- _GIVEN PASSAGE_
- - -
Michael Galimi
February 23, 2010

We also kept the stock throttle body because continual testing has shown little gains in centrifugally supercharged applications. JPC offers the intake with a single opening for those customers who have (or want) to use a single-blade throttle body.

One look at the intake and people quickly assume the short-runners will kill low-end power. Conventional theory about short-runner intakes versus long-runners dictates that the torque will decrease slightly at low rpm because the runners are tuned to flow more efficiently at higher rpm.

"This is typical of short runner intakes and because the runners are shorter than stock, the power band is shifted up. The runners are also slightly larger than the stock port dimension to aid in airflow. Our runners are about 33 percent shorter than stock and measure 6.9-inches in length. Again, we were shooting for an intake that had a decent runner length, but was shorter than stock to move the power curve up where it is easier to make power," noted Burcham. "Theory is great, but physical testing is the only way to know if your ideas are good. We went through a great deal of effort to keep the runners as long as possible, and since the runners are all cast with the same tooling, they're all equal-length."

Burcham and his staff tested several different designs before settling on this final product. The runners may appear short, but the real story lies inside the plenum box, where the runners extend a few inches into the center.

One theory that was put to the test was the addition of bell mouths at the runner openings in the box. Burcham explained, "if you look at any fluid dynamics book, it will explain that a bell mouth is the ideal way for fluids to enter tubes. We actually did a lot of testing on this for our own education during development.

"Several radius dimensions were tried on a flow bench to determine the ideal radius. Testing showed a 10-15-percent gain by adding a bell mouth to the end of a tube on our flow bench. One of the things that is interesting is that rounded edges are ideal for air speeds below the speed of sound and that sharp edges are good for air speeds above the speed of sound, so everything is as round as possible everywhere."
- - -
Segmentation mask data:
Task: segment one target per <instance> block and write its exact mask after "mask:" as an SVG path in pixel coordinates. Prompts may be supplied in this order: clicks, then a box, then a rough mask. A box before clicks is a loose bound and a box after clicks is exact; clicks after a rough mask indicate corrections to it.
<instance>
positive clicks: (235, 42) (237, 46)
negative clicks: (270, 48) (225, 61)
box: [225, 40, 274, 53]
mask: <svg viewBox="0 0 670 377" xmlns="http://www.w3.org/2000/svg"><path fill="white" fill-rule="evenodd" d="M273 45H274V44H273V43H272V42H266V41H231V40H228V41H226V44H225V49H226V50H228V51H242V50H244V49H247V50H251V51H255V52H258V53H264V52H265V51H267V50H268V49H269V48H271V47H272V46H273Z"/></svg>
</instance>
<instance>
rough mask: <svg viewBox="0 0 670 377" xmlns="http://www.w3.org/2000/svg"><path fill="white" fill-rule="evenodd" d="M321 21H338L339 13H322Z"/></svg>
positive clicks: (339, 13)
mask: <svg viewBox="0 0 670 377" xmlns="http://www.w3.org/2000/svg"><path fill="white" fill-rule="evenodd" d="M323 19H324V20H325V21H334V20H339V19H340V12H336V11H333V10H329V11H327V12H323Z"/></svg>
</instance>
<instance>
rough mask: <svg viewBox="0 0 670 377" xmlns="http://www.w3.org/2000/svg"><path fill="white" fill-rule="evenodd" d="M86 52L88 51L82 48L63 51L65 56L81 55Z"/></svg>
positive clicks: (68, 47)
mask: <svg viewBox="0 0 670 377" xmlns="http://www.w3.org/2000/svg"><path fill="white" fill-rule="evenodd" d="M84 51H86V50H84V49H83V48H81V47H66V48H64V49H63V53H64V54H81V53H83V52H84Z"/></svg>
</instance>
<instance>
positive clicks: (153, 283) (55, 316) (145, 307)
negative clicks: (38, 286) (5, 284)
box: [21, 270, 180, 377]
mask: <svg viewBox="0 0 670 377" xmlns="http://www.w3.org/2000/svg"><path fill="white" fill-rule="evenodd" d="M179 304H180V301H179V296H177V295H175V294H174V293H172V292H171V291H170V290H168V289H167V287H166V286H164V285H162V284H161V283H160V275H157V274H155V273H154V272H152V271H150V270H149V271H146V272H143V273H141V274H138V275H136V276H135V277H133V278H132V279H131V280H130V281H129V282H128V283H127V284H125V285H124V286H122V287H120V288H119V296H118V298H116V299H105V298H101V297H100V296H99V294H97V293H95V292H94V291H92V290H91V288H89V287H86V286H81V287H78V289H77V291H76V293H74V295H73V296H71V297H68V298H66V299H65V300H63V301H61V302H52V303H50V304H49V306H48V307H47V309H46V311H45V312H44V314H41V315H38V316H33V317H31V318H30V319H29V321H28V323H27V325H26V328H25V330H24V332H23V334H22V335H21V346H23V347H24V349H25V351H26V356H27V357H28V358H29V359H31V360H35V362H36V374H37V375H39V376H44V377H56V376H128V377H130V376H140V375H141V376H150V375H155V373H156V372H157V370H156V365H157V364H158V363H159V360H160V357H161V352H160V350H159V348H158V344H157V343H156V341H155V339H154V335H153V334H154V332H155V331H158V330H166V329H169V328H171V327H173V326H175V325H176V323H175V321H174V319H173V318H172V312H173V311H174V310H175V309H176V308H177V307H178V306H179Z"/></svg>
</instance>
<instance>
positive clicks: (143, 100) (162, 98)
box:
- - -
- _TASK TO COMPLETE_
According to the intake manifold article, how long are the runners? The records play no part in this exercise.

- _SOLVED PROBLEM_
The runners measure 6.9 inches in length, about 33 percent shorter than stock.